- Task directions
Copy out every line exactly as given.

** begin Records for this exercise **

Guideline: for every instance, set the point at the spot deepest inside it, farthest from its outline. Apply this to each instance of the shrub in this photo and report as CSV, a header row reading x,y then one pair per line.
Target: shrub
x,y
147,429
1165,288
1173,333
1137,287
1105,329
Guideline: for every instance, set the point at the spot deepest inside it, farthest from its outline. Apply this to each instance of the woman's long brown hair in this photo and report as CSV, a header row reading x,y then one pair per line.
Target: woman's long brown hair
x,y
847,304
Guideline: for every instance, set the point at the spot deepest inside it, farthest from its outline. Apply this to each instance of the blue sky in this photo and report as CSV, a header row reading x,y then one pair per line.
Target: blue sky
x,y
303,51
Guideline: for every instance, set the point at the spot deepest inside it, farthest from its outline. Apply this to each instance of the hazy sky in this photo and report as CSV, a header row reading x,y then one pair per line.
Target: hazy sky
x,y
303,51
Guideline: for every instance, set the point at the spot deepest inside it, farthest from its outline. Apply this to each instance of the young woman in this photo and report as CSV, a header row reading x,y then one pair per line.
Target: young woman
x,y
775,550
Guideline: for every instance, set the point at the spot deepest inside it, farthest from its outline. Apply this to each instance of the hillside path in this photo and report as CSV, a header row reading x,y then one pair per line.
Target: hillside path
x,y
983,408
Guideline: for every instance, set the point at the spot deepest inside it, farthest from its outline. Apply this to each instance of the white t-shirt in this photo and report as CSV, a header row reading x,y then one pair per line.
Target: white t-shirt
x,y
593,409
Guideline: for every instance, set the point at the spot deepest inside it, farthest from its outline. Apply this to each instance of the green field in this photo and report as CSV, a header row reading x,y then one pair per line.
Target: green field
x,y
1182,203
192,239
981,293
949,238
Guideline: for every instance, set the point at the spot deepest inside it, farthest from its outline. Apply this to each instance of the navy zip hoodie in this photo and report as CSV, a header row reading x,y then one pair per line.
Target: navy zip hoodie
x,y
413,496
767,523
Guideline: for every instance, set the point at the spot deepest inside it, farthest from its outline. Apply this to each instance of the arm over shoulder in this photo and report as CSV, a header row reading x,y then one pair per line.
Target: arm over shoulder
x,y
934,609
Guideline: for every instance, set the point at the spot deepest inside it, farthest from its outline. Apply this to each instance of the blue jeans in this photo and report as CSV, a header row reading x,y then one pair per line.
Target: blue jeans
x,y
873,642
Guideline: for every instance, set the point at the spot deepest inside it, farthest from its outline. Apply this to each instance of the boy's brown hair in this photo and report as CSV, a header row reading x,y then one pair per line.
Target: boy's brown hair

** end Records for this exercise **

- Full solution
Guideline: for every instance, set the point at the spot deepest inside it, farthest from its outline. Apply this to each instance of the shrub in this photo and report as CSV, a header row reading x,y then one pair per line.
Target: shrub
x,y
147,429
1165,288
1173,333
1137,287
1105,329
Guideline: for every instance, set the point at the spot deepest inside it, farthest from its outline. Apply this to each instance of the woman's long brown hair in this photo and report as CSV, a header row reading x,y then one pair per line.
Target: woman's long brown hair
x,y
847,304
Guideline: for every instance, set the point at the spot deepest inside it, farthest from its outline. Apply this to each instance of the blue sky in this photo and report as CSV, a header row reading x,y then one pair per line.
Target: blue sky
x,y
303,51
Guideline: for every instance, set the point at the spot deepest inside it, farthest from its outline. Apply this to each instance of the hazy sky in this photo and report as CSV, a header row reading x,y then one pair per line.
Target: hazy sky
x,y
303,51
Guideline: for every instance, set the point at the spot deepest inside it, farthest from its outline. Apply this to each instance of the young woman in this photo and report as CSV, a header row reading x,y then one pair per line.
Target: young woman
x,y
775,550
Guideline: for every instance, set the point at the spot deepest inside it, farthest from its outline. Apply this to each instance of the hillside path in this photo and report as CSV, a header row reading x,y then one pair per line.
Target: hillside path
x,y
983,408
Guideline: for every instance, set the point at the spot deepest inside it, farthest from its outline. Apply this to each instance of the white t-shirt in this photo and report as CSV, a header row reading x,y then one pair per line.
Target: white t-shirt
x,y
593,409
Guideline: for every instance, set the point at the spot deepest inside it, farthest from its outline. Apply this to each instance of the green field in this photo and report as CSV, a header row reading x,y then one pair per line.
Target: green field
x,y
1182,203
192,239
981,293
949,238
Guideline: for every instance, set the point at the spot deepest inside it, farthest from its outline. Apply this to each instance of the navy zip hoodie in this photo and report as CSV, a header row reading x,y then one pair per line.
Target: navy zip hoodie
x,y
413,496
767,523
Guideline: for every instance, set the point at the spot deepest inside it, farthest from its outline. Apply this to each instance of the arm over shoulder in this photo and report as CSV, a header row reading x,y then one pair per line.
Target: arm over shoulder
x,y
934,609
Guideline: for every instance, set the point at the spot deepest inside it, farthest from its outline. Apply this to each instance of the blue jeans in this photo and report as CSV, a header row reading x,y then one pair per line.
Target: blue jeans
x,y
873,642
Guideline: for every instance, set the point at the spot deepest inside it, farthest from its outline. Apply this to each instance of the boy's brown hair in this photo and report as CSV, a header row reading x,y then one pair per line.
Target: boy's brown hair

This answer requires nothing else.